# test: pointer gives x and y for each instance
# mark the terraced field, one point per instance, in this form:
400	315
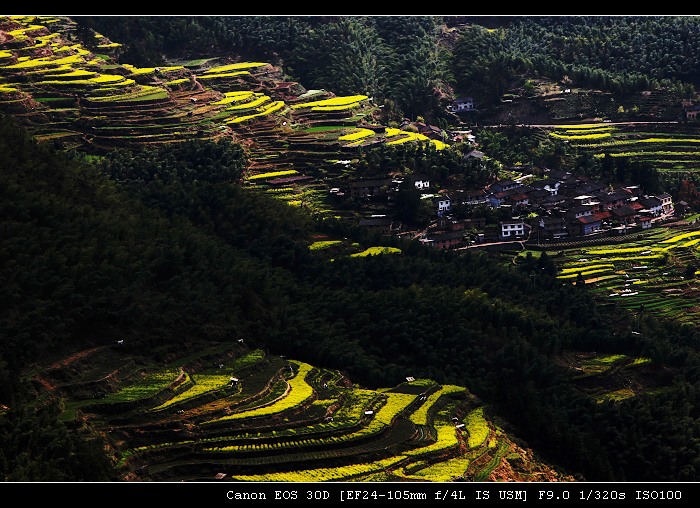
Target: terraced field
80	98
647	274
238	414
669	147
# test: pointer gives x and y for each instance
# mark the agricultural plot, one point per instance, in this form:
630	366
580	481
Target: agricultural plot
644	275
670	147
239	414
80	100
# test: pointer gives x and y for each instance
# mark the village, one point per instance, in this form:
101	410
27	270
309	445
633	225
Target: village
553	206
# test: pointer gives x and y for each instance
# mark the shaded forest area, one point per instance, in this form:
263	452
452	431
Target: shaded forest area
93	253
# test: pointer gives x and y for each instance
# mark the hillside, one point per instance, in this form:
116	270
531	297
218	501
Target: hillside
234	413
184	296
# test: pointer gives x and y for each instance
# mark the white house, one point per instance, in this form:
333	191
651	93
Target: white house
512	229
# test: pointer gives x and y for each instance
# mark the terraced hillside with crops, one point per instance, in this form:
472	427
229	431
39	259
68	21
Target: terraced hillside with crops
670	147
648	274
81	98
239	414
---
# [Exercise]
Using the material above, return every line exactly as it appears, minus the pictures.

# [Exercise result]
# test: pointer gives x and y for each instance
# mark the terraced field, one point per instance, in this form:
400	315
Target: terraced field
80	98
647	274
238	414
669	147
# test: pointer gives x and y for each instance
# mark the agricultural plot, one point per instance, in this form:
630	366
580	481
Target: agricultural plot
644	275
670	147
239	414
80	100
# test: pointer gives x and y for each instance
# mark the village, one point per instance, in this form:
101	410
27	270
309	445
633	225
Target: village
553	206
# test: pointer gives x and y for each instance
# mark the shaded forest area, one point per instance, in this form:
263	452
452	431
Target: shaded forest area
93	253
# test: pointer gives x and y for each instance
# mark the hillside, one point per instance, in this form:
116	270
531	297
218	501
Target: hillside
234	413
184	296
# test: pointer gives x and y for each instance
# mark the white house, one point per instance, in this form:
333	191
651	93
Target: white house
512	229
# test: pointer gives x and y for each instance
# mark the terraced hillside with crops, one point per instance, in this form:
472	427
229	431
39	259
68	21
Target: terraced hillside with crops
670	147
648	274
81	98
239	414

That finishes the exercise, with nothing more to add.